_WHAT IS BEING ASKED_
Copy each of the records exactly.

"""

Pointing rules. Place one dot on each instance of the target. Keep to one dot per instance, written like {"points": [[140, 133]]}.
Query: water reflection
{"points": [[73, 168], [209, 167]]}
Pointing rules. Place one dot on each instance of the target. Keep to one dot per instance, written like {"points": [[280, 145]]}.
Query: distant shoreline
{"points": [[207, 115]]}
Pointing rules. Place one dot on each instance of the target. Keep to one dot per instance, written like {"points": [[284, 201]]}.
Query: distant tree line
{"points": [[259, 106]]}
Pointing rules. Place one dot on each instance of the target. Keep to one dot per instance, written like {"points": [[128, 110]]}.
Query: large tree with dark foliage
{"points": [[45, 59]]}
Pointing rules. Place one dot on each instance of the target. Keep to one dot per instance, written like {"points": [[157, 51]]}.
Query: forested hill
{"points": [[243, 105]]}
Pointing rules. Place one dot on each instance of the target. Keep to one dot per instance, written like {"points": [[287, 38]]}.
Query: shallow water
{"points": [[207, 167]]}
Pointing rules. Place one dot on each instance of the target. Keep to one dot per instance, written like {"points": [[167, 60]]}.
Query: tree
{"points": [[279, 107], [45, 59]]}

"""

_SOLUTION TO THE PROBLEM_
Pointing rules. Place one dot on each instance of the target. Keep to one dot per instance, written like {"points": [[140, 133]]}.
Query: water reflection
{"points": [[73, 168], [209, 167]]}
Pointing rules. Place one dot on each instance of the target. Keep to one dot per instance, written like {"points": [[280, 145]]}.
Query: distant shoreline
{"points": [[207, 115]]}
Pointing rules. Place one dot on each instance of the target. Keep to one dot per instance, written like {"points": [[284, 201]]}.
Query: distant tree line
{"points": [[259, 106]]}
Pointing rules. Place one dot on each instance of the target. Keep to one dot per instance, written like {"points": [[128, 110]]}.
Query: large tree with dark foliage
{"points": [[45, 59]]}
Pointing rules. Place one dot on each instance of the target. Keep to one dot per instance, written like {"points": [[157, 51]]}.
Query: forested hill
{"points": [[243, 105]]}
Pointing rules. Place one dot on each instance of the target. Keep to one dot per instance, written like {"points": [[287, 38]]}.
Query: shallow water
{"points": [[207, 167]]}
Pointing rules. Place one dot on each instance of the target. Keep to one dot per instance, written like {"points": [[167, 60]]}.
Query: tree
{"points": [[279, 107], [45, 59]]}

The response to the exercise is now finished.